+++ Text block +++
But for me, now, I have been wishing that the signing off weren’t dependent on the numerical measures of my strength and breathing capacity. I wish I weren’t trying to portray myself as weaker and more incompetent than I am (which is pretty weak and incompetent already!). I wish my doctors would say to me: How do you feel about this? Do you find your quality of life to be acceptable? Are you ready to go? But that is not what they have learned to do in medical school and in medical practice. If they can keep people alive longer, they have the impulse to do so. However, they are also, first and foremost, empathetic human beings. My doctors and I understand each other and are trying to work this out together. Despite the constructs of medicine and law, I sense we all have the same goal in mind.
Still, I have felt it necessary to be my own advocate and to push strongly. No one else is going to be a cheerleader in helping me toward death. My husband and son and friends and extended family support me, but I have to be the motive force. I have felt myself working against the strong gravitational pull of social norms. The norm of simply moving forward, pushing on, sticking around, putting the next foot forward. The norm of the status quo — which happens to be staying alive.
It isn’t only a social pull. With all living creatures, myself included, there’s a strong cellular call to remain alive and adjust to whatever reduced conditions arise. I am thinking about how lizards can regrow tails they’ve lost, how new neuronal connections grow in the brains of people who have had strokes, how animals everywhere are already adjusting to climate change to enable the continuation of more generations. There is a biological mandate to survive, to propagate your species, whatever that species is. The urge to die, Thanatos, is an anomaly among living creatures.
I came into the world slowly, biding my time. A false alarm sent my mother to the hospital on Christmas, but I stayed in utero until three weeks later on January 15th, which seemed like an auspicious time to arrive. 😊 My current plan is to exit on that same date. I know that plans are often made and broken. This is especially true with those who request Death with Dignity drugs. Thirty percent of people who request the drugs in Oregon never take them. I do not think that will be the case with me, but who knows.
+++ Study material +++
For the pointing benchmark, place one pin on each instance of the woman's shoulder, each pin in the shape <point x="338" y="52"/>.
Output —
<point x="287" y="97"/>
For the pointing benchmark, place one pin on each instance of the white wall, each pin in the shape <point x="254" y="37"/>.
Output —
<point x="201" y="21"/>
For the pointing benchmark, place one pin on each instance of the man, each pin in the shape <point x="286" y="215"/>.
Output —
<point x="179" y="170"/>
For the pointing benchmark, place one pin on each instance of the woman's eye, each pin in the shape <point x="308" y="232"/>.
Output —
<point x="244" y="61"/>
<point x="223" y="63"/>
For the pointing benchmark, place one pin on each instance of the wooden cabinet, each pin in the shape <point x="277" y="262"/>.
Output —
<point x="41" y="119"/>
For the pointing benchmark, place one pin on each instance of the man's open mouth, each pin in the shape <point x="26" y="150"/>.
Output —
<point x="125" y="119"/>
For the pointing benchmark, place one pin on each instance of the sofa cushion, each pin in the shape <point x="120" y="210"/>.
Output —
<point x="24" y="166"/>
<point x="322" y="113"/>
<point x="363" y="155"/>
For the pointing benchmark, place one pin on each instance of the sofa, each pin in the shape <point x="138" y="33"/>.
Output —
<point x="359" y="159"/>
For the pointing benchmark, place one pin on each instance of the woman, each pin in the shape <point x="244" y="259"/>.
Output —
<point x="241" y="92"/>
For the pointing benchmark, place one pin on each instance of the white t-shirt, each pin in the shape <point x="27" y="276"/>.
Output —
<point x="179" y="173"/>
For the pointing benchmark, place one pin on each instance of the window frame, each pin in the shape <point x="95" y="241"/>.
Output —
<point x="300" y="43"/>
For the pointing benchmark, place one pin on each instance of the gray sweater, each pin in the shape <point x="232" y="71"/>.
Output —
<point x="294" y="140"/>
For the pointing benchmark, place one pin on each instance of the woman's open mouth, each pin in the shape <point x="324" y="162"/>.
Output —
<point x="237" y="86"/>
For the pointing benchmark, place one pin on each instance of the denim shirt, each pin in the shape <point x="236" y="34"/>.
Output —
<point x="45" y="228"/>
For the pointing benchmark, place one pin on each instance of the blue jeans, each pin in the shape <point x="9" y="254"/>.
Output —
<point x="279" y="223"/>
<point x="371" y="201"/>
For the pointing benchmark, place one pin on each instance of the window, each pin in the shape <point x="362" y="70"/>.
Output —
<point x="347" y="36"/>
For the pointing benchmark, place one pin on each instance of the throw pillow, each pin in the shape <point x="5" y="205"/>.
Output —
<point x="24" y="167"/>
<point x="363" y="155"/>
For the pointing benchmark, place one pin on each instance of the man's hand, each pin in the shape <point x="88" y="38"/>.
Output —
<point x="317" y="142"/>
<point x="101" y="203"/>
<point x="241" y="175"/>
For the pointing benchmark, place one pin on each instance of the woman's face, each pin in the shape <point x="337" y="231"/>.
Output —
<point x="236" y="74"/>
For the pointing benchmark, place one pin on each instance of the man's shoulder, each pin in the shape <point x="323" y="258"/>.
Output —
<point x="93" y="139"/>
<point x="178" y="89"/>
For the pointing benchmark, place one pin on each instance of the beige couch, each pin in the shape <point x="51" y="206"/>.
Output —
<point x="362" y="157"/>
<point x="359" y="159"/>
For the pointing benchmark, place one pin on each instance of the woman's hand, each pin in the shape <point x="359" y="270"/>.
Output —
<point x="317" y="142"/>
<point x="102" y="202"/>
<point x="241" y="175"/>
+++
## Actions to take
1) From the end-of-life essay, list the people the writer names as supporting her.
2) According to the end-of-life essay, what share of people who request Death with Dignity drugs in Oregon never take them?
3) Please print everything in the end-of-life essay from "It isn’t only" down to "among living creatures.".

## Answers provided
1)
- Her husband
- Her son
- Her friends
- Her extended family

2) Thirty percent.

3)
It isn’t only a social pull. With all living creatures, myself included, there’s a strong cellular call to remain alive and adjust to whatever reduced conditions arise. I am thinking about how lizards can regrow tails they’ve lost, how new neuronal connections grow in the brains of people who have had strokes, how animals everywhere are already adjusting to climate change to enable the continuation of more generations. There is a biological mandate to survive, to propagate your species, whatever that species is. The urge to die, Thanatos, is an anomaly among living creatures.